Please copy out the entries below exactly, beginning with the line that contains "Query: water surface" and ending with the line that contains "Target: tree canopy", and include nothing outside that span.
[Opening Data provided section]
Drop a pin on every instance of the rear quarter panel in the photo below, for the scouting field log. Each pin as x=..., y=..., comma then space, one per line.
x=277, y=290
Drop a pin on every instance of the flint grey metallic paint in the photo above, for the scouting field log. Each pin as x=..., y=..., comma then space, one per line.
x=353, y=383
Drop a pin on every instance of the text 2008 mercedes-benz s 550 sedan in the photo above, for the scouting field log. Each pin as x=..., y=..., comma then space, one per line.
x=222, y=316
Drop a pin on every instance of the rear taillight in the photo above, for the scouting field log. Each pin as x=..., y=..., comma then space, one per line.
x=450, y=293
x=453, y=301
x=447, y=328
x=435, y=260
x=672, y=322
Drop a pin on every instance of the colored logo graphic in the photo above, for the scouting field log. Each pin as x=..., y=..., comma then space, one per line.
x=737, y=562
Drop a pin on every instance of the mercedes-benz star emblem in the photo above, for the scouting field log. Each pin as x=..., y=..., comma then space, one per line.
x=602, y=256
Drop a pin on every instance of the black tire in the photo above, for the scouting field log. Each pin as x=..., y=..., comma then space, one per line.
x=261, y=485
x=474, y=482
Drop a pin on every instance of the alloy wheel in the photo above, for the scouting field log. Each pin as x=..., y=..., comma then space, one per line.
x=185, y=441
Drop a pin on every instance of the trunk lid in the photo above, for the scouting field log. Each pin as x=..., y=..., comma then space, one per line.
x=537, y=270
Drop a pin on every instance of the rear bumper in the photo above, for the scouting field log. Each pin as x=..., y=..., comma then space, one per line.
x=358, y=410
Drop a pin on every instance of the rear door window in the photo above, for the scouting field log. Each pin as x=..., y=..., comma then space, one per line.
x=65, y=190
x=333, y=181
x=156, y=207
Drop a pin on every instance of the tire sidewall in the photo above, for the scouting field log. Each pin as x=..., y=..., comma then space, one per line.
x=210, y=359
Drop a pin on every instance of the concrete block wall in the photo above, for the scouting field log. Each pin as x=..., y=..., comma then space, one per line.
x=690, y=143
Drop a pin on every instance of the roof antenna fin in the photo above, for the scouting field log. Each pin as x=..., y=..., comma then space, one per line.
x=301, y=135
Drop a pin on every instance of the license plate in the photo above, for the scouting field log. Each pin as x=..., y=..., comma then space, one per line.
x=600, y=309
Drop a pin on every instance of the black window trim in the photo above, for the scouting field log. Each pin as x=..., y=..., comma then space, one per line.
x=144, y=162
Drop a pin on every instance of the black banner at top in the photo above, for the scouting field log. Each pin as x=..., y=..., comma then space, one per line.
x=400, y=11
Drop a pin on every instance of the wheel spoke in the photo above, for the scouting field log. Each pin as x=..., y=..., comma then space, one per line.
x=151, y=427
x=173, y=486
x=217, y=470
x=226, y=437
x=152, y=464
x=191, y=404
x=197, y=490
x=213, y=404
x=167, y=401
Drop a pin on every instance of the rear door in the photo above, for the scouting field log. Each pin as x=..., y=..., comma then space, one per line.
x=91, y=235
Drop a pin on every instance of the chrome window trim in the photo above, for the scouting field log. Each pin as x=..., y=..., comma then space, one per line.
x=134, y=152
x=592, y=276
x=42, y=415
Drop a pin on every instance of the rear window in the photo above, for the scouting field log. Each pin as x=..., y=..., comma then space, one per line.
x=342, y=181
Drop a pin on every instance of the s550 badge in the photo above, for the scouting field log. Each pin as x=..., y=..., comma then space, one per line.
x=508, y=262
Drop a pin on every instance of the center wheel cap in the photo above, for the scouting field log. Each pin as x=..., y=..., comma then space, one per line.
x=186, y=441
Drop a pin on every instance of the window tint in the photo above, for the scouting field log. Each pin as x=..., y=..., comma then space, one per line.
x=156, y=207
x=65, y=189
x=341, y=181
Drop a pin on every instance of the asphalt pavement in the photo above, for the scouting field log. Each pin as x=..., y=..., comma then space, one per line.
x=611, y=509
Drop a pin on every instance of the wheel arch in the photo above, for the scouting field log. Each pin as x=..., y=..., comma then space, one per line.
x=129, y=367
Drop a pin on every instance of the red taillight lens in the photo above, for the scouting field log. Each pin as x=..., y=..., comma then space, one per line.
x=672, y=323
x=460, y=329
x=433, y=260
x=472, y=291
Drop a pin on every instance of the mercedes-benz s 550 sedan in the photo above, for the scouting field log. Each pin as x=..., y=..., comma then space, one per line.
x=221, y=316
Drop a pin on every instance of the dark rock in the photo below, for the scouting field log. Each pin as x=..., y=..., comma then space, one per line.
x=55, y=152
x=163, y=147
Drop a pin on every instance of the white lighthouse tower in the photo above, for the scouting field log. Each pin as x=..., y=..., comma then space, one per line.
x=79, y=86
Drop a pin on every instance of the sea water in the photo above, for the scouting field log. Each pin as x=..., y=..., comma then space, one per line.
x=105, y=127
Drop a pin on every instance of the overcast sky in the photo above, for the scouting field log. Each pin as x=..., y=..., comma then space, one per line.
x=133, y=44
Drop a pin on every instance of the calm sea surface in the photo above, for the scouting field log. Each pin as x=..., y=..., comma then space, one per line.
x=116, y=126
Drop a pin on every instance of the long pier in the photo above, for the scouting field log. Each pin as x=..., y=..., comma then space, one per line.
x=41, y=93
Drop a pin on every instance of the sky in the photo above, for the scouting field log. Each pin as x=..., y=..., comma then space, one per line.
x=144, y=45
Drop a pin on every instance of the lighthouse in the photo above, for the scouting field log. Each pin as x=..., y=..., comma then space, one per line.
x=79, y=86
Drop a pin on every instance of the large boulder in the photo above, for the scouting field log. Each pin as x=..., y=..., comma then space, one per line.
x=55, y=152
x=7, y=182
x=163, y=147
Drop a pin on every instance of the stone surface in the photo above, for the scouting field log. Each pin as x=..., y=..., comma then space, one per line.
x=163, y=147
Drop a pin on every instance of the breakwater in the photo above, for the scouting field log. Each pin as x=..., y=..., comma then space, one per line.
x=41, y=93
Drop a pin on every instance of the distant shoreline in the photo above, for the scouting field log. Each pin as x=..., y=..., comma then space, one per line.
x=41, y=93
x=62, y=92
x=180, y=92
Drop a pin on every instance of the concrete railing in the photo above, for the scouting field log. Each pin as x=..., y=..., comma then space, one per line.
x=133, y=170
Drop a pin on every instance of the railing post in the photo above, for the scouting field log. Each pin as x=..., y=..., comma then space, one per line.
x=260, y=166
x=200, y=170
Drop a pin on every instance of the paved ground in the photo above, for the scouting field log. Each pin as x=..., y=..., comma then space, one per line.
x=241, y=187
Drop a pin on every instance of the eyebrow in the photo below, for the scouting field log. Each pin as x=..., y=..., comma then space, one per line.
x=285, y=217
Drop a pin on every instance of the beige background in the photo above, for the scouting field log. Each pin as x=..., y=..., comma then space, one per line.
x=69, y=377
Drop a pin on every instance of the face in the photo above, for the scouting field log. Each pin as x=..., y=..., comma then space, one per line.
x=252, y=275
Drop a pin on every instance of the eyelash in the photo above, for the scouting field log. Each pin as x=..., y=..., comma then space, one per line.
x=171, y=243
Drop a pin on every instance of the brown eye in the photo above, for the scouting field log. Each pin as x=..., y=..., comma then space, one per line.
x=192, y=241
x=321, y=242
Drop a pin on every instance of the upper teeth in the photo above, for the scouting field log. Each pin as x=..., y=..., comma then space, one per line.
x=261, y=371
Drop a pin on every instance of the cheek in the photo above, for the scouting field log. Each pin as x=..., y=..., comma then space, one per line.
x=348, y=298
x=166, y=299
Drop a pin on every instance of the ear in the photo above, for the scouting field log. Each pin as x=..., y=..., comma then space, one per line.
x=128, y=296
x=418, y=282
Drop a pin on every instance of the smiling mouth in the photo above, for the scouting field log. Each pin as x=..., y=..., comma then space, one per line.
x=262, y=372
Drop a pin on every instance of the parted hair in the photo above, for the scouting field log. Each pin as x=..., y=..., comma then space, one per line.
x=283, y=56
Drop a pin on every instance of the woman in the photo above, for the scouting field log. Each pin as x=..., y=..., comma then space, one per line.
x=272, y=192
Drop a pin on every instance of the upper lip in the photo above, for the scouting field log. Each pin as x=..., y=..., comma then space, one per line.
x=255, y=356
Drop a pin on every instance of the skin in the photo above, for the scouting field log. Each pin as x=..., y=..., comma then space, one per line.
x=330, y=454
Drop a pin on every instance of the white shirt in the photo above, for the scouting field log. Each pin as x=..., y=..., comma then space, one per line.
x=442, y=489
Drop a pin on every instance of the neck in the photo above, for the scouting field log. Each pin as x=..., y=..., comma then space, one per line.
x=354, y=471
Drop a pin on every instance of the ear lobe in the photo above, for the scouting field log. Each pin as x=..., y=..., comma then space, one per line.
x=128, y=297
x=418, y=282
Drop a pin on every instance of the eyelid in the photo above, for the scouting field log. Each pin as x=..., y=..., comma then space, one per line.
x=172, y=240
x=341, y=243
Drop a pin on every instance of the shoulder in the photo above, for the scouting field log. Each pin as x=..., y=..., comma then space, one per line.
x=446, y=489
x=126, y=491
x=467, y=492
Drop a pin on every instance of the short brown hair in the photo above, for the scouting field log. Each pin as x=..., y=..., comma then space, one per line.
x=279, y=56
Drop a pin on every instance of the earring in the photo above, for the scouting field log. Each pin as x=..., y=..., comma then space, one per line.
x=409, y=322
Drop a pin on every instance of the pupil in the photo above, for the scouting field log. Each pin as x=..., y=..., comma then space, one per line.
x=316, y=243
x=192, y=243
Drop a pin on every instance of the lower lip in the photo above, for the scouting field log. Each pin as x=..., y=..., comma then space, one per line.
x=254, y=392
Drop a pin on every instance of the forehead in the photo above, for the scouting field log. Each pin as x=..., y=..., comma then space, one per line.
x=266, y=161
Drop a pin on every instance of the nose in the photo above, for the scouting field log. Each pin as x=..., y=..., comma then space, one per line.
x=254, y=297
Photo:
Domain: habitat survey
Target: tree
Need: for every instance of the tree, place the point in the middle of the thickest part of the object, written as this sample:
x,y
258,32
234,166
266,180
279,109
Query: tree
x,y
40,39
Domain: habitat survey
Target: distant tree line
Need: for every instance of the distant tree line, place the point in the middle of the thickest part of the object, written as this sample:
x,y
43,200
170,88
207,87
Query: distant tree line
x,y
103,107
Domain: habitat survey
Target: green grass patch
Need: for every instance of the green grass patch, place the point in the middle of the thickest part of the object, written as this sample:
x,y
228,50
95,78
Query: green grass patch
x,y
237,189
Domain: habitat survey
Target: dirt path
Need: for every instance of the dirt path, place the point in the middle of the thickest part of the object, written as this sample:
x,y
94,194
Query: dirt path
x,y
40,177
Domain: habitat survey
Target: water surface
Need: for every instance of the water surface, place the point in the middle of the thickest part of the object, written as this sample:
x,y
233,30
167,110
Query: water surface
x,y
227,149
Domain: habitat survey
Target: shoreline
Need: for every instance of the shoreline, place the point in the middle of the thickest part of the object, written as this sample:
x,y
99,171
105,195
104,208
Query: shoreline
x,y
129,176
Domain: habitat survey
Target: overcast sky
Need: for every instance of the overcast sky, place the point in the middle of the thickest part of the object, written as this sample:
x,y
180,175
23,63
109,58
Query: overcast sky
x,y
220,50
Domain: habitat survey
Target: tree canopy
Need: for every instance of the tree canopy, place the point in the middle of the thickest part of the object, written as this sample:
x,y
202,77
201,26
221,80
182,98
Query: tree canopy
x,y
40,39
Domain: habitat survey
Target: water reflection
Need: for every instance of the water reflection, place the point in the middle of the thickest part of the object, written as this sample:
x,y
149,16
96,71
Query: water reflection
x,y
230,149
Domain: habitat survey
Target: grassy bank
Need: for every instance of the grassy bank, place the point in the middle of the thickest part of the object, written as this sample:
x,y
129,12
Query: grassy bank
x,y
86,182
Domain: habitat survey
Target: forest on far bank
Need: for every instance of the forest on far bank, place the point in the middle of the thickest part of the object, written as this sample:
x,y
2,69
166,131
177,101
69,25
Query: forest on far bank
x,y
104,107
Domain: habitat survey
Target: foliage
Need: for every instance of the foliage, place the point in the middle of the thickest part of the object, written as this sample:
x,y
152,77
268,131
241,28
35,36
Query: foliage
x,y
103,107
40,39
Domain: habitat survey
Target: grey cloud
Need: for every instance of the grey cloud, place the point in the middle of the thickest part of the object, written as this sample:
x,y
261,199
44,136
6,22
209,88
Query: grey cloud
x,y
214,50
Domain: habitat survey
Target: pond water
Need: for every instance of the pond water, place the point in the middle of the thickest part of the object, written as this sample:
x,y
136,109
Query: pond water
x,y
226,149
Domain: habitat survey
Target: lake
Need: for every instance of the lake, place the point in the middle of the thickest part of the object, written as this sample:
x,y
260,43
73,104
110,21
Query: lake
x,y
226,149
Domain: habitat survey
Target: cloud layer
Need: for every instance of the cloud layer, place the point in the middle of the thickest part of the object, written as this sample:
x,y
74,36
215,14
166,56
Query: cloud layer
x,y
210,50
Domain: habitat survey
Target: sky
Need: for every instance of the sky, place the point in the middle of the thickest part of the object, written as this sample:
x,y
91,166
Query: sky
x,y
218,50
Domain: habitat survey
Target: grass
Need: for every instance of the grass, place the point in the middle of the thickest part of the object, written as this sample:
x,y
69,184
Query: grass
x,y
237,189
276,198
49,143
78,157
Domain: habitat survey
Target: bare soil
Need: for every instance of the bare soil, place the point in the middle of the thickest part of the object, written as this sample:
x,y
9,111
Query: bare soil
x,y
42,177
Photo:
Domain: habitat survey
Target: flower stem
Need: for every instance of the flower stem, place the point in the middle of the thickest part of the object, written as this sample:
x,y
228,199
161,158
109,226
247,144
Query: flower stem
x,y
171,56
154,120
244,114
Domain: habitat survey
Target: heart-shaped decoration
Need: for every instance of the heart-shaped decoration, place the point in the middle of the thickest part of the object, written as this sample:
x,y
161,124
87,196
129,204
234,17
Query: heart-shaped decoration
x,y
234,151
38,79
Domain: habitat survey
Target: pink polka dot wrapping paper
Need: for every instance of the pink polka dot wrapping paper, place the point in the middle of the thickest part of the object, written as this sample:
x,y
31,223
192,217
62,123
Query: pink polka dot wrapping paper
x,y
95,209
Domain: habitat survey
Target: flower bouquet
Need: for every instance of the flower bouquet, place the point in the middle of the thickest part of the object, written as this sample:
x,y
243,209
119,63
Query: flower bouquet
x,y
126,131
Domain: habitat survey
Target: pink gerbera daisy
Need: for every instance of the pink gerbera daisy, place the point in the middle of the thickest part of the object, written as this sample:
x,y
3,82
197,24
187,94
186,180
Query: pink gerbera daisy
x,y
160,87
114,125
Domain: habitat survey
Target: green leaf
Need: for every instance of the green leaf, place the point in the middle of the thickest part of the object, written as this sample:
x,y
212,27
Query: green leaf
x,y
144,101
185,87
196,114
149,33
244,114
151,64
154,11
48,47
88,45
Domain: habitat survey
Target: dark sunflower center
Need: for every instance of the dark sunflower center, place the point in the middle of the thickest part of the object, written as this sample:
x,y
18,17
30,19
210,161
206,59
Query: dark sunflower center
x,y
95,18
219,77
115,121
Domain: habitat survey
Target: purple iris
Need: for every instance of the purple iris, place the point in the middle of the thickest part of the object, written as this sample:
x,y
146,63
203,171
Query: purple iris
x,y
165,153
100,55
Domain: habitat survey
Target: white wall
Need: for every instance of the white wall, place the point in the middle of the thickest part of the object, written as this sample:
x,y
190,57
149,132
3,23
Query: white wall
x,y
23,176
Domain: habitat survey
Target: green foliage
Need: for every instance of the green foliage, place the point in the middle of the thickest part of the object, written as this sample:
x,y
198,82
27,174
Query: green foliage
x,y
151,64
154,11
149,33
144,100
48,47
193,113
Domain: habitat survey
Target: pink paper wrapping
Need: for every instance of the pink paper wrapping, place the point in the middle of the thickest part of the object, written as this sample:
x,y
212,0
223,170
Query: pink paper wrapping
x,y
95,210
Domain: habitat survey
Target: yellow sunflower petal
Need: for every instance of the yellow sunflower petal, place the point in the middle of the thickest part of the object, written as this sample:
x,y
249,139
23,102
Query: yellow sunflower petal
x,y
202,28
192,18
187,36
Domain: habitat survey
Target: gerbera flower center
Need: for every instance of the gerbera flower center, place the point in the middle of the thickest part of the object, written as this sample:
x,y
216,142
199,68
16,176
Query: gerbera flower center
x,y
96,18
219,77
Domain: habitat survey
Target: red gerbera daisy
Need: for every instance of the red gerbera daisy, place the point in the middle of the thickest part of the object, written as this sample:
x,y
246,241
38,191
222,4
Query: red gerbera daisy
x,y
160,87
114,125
[Closing Data provided section]
• [Answer space]
Query: water surface
x,y
227,149
Domain: habitat survey
Target: shoreline
Need: for every instance of the shoreline, place the point in the middle of the thickest part of the object, written as this sample:
x,y
99,171
105,195
104,208
Query: shoreline
x,y
129,176
Domain: habitat survey
Target: overcast sky
Need: for every instance of the overcast sky, place the point in the middle of the thickest part of the object, written as this sample:
x,y
180,175
23,63
109,58
Query: overcast sky
x,y
220,50
Domain: habitat survey
Target: tree canopy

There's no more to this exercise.